Prompt —
Find each line in the records below that contains the word "green", and copy those lines.

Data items
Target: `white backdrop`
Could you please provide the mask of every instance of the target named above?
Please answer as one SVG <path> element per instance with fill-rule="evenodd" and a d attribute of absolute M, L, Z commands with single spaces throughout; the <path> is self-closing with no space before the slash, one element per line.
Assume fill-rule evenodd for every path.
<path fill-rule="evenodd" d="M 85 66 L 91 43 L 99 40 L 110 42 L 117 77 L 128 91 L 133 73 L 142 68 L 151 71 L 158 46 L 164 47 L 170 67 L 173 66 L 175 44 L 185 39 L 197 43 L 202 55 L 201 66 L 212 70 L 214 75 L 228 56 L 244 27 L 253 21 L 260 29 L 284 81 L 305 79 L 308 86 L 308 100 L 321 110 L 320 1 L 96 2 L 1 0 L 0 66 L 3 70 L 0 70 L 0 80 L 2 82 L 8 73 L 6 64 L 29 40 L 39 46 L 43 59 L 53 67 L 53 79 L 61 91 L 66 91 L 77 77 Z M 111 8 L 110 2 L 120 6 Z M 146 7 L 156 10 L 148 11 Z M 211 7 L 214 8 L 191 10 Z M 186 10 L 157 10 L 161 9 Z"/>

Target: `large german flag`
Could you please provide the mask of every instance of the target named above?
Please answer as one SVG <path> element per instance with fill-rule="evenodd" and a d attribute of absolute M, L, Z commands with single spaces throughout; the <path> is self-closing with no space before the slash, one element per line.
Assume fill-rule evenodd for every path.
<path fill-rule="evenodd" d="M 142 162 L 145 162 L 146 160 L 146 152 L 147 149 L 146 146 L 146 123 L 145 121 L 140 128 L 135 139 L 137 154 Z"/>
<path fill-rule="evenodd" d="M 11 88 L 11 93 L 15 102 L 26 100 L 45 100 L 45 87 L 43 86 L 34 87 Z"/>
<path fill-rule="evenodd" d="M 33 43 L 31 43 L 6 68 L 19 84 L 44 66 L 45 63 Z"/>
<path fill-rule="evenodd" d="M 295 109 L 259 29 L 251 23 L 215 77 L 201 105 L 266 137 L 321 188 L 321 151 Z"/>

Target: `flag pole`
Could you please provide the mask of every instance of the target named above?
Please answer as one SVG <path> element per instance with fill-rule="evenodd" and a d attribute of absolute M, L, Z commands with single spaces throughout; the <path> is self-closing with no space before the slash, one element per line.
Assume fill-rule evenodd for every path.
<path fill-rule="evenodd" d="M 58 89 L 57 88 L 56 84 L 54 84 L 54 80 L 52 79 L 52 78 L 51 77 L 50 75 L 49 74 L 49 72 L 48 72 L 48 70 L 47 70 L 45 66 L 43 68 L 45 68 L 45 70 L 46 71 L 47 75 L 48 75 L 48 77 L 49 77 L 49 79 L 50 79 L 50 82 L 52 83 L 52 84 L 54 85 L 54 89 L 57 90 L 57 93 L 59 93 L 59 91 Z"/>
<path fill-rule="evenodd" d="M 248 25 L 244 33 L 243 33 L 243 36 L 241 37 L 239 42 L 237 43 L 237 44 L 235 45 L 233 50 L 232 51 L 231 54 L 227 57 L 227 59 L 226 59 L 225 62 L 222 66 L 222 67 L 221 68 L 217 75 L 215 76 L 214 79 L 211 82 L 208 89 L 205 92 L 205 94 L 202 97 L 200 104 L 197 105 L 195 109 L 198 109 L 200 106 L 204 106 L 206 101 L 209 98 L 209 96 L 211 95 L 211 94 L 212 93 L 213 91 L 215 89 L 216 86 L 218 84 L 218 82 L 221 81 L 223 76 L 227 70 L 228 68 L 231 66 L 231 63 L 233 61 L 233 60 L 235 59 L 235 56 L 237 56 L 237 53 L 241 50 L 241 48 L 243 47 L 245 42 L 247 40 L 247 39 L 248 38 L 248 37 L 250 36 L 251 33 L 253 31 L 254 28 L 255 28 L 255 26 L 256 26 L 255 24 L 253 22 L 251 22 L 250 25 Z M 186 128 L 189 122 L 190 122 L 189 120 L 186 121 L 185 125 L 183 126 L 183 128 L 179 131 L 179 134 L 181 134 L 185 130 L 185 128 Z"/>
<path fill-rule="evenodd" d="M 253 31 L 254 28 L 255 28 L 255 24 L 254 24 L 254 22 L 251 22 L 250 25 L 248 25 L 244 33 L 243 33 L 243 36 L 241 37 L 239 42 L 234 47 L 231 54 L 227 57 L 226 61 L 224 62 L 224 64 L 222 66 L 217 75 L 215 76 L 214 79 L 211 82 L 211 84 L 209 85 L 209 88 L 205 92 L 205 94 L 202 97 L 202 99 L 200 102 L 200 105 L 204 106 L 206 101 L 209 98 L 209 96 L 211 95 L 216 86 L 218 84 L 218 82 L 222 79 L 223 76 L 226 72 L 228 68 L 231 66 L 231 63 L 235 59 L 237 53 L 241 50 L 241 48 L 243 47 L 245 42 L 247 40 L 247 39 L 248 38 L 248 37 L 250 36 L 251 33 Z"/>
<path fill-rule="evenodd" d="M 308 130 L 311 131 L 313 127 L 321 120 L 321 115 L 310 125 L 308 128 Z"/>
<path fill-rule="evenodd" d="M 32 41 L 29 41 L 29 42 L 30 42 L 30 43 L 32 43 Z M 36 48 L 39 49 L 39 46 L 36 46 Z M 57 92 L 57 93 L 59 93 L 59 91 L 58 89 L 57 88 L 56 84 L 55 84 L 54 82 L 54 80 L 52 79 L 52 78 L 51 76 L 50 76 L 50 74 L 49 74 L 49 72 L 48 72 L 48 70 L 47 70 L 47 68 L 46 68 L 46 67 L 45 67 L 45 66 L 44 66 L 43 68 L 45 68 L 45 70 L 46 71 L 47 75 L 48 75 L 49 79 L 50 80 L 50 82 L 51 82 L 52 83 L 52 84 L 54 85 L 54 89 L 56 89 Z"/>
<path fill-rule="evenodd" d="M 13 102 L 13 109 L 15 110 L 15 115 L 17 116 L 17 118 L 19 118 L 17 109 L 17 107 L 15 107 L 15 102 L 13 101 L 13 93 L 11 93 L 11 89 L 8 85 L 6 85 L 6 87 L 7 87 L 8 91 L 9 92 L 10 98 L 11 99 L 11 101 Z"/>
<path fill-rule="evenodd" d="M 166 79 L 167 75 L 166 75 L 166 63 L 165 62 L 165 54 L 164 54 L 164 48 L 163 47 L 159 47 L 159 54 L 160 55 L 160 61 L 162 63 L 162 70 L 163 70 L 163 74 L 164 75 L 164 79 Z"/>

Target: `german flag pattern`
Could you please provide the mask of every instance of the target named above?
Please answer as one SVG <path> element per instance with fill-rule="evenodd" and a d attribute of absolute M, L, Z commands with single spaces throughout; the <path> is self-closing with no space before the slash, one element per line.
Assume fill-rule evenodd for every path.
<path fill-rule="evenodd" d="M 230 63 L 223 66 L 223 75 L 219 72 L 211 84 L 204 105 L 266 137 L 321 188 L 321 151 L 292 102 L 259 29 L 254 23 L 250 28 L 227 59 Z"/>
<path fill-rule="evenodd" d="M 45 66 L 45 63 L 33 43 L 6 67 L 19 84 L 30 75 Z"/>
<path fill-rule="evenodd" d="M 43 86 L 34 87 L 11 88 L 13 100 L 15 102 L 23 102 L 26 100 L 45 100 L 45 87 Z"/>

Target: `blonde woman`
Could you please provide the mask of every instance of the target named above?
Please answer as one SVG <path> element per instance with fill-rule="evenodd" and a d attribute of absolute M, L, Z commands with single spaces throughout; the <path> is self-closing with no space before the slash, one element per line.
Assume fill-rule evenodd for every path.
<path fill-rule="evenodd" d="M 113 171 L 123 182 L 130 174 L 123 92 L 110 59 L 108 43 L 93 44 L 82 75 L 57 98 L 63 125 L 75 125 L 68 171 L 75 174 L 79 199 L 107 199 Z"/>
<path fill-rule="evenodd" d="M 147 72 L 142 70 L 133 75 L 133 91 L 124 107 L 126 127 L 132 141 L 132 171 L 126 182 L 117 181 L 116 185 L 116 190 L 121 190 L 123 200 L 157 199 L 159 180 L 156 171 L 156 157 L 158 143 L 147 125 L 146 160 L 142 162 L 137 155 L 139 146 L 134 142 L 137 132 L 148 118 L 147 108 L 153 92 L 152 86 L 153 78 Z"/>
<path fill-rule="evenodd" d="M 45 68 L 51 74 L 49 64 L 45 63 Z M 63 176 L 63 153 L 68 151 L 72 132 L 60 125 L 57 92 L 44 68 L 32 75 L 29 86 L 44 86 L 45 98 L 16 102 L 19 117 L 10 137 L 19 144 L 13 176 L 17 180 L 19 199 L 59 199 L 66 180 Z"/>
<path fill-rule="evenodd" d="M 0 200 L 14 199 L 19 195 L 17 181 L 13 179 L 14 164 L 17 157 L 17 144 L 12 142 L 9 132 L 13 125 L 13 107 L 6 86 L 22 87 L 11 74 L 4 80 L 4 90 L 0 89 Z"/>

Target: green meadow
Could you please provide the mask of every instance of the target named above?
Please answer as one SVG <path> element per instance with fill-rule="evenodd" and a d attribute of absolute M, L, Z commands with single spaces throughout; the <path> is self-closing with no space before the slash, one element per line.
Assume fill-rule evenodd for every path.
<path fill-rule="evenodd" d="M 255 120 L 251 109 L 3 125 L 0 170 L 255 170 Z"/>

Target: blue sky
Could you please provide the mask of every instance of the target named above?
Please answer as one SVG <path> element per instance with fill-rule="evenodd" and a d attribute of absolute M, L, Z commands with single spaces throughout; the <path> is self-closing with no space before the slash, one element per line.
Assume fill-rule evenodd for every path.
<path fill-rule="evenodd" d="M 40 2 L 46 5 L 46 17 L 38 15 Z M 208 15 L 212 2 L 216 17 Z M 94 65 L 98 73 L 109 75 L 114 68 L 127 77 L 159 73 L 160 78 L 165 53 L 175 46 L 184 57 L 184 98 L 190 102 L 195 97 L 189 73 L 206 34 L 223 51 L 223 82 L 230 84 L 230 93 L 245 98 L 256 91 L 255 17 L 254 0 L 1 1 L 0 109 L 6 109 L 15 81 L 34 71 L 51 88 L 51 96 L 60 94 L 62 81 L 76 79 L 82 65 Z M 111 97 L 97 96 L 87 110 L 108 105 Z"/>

---

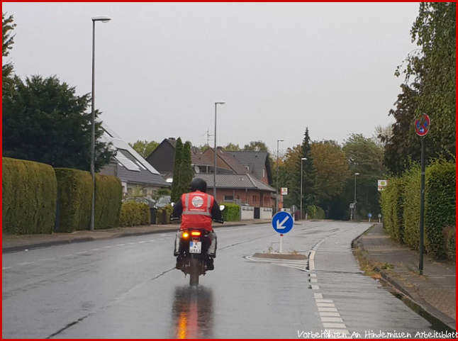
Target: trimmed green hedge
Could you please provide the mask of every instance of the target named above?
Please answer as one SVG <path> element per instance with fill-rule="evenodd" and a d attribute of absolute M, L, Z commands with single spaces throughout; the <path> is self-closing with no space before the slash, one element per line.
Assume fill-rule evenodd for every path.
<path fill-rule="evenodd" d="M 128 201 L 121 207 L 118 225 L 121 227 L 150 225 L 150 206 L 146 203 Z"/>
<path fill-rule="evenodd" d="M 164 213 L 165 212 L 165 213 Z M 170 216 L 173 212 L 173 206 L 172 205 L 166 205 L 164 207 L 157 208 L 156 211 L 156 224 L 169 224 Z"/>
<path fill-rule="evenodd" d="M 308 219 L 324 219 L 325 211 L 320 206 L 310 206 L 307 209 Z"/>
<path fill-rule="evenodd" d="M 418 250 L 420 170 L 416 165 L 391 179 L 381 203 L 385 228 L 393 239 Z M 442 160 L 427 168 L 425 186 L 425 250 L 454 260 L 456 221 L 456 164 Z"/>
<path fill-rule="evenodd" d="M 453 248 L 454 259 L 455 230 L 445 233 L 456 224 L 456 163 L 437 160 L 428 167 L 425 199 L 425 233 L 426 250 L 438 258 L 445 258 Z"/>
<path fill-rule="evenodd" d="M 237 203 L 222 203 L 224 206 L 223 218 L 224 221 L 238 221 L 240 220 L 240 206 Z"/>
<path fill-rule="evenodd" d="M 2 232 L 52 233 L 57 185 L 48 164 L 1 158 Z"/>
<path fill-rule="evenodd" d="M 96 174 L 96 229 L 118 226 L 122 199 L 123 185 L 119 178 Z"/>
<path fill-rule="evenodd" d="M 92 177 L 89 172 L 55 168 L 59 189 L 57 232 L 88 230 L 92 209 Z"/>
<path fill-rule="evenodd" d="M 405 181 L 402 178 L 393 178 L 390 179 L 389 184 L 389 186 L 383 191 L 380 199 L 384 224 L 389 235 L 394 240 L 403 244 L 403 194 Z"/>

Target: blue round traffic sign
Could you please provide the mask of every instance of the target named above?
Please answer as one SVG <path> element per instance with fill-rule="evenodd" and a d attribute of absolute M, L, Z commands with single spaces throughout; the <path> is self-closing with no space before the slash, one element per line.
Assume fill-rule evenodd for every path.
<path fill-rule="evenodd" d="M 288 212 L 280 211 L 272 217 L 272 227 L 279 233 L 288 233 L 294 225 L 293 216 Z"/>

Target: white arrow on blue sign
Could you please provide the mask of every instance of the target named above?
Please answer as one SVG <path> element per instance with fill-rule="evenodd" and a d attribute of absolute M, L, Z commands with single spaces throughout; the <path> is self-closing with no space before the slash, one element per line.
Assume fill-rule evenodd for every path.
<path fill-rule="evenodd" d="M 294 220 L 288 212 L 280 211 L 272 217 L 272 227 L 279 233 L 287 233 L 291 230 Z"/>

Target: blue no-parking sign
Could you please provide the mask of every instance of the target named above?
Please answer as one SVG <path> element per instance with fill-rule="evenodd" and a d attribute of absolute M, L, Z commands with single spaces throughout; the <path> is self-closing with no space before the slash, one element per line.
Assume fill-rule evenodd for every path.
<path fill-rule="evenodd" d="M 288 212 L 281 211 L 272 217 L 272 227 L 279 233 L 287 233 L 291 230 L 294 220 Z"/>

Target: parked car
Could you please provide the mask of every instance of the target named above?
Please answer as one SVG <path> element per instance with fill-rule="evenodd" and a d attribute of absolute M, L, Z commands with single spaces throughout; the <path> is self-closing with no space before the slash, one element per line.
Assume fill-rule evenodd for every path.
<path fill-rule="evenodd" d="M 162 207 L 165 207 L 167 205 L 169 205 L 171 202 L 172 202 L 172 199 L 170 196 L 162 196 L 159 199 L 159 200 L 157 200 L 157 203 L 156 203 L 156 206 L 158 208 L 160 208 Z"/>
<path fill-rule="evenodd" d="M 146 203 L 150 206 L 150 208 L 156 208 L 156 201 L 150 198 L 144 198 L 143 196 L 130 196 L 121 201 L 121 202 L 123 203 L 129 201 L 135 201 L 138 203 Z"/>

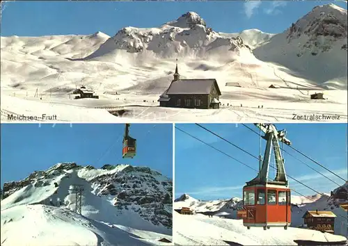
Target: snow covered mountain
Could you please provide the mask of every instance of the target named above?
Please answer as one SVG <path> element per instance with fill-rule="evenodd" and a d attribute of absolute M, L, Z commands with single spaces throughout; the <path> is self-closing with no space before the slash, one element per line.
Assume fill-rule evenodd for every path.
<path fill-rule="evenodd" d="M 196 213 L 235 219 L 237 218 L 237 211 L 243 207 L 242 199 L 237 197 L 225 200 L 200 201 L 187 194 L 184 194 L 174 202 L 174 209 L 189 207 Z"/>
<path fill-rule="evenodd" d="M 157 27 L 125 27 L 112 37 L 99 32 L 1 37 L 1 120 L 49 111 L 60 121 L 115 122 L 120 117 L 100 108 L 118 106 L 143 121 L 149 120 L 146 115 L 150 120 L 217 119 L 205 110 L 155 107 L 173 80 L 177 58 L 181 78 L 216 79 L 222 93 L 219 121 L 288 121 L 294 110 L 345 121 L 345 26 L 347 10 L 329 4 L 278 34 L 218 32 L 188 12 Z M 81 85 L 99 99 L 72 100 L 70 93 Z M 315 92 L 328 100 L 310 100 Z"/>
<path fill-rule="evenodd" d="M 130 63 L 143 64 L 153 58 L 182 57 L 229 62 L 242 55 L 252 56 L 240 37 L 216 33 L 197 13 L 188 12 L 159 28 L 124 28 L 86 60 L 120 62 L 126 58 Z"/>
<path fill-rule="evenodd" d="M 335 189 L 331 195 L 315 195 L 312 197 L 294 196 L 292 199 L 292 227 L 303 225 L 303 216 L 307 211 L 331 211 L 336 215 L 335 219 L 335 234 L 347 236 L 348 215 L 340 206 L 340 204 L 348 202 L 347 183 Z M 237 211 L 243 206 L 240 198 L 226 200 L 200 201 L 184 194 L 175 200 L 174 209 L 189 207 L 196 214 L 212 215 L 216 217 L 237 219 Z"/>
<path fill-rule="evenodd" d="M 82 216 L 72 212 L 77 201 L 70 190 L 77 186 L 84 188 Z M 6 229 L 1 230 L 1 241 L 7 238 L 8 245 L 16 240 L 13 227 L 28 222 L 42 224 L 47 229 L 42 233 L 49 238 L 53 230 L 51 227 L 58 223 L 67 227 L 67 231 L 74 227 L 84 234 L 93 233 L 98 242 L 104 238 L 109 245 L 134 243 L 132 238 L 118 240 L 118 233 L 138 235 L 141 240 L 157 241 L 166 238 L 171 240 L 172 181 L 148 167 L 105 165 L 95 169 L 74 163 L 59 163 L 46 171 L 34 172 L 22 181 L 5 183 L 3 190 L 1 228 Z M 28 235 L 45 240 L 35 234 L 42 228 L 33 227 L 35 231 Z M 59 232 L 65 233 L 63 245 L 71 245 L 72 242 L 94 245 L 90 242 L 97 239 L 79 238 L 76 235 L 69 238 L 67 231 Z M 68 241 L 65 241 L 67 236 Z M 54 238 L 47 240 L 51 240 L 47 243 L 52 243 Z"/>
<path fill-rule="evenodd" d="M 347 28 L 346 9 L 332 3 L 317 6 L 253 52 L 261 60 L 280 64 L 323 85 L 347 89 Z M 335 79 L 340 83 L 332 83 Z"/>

The reply —
Target: green meadow
Target: trimmed green hedge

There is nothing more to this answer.